Saturday, February 23, 2013

On Growth and Uncertainty

I admit it - I've sucked big time at blogging for the last few months.  Ok, perhaps more than a few months.  Many months.  I took a day job (an office job!  EEEK!) around the time my blogging trailed off, and I was knee deep in stress and madness.  As I've stated before, I am not cut out for the 9-5 office job world.  I think, fingers crossed, that I've finally convinced myself of this and won't second guess and embrace fear and doubt when people question me on what I "really" do for a living.  That question always cuts me to my core.  It hits at the heart of my self-consciousness and insecurity.  If I'm not working in a way that most people see as actually working, what I am really doing with my life?  How can my version of success actually be capital S success?  But, damn it, this is what makes me happy.

I do not - I repeat, DO NOT - need to be sleep deprived, miserable, and stressed out to be successful.
I do not - I repeat, DO NOT - need to fit myself into the mold of other people's vision of my life.
I do not - I repeat, DO NOT - need to work traditional hours to satisfy conventional views.

I do - I repeat, DO - need to work in a way that is fulfilling and productive.
I do - I repeat, DO - owe it to myself, my loved ones, and my community to use my gifts the best I can.
I do - I repeat, DO - need to manage my time in a way that is healthy, and not value myself by how busy I am.

So true confession time: I undervalue my work and my time.  I have a complex about being a maker and not an artist.  I have undercharged for the things I make and put out into the world because I've been afraid they weren't good enough.  As a result, my business has been handicapped.  You know how most of us artisans and crafters make a living?  By consigning and wholesaling our work.  You know what that costs?  Anywhere from 20% - 60% of our retail price.  You know what you can't do if you keep your prices incredibly low?  Afford to consign and wholesale.  And so my business has been handicapped.  Forgive me, friends, but I'll be raising my prices as of March 1.  I deserve to be compensated for the incredible amount of work I put into each piece that leaves my hands.  I deserve to not work myself into the ground for a profit of $5 a piece.

DATA PROVIDED

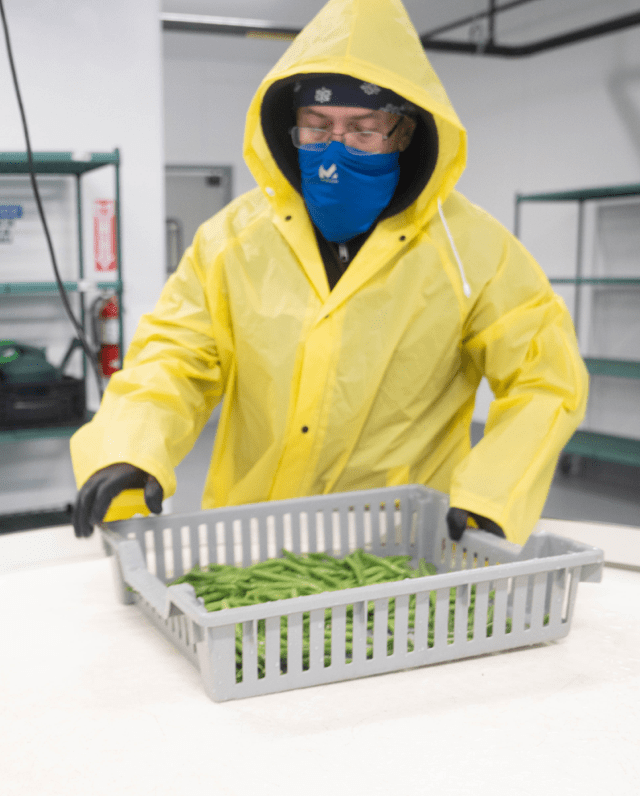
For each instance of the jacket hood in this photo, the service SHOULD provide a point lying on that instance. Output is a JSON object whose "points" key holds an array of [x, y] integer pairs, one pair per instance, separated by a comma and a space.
{"points": [[375, 42]]}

TASK LIST
1. In the blog post on growth and uncertainty, list each thing the writer says, in the "DO NOT" statements, that they do not need.
2. According to the blog post, what share of the retail price does consigning and wholesaling cost artisans and crafters?

EXPECTED ANSWERS
1.
- To be sleep deprived, miserable, and stressed out to be successful
- To fit into the mold of other people's vision of the writer's life
- To work traditional hours to satisfy conventional views

2. Anywhere from 20% to 60% of the retail price.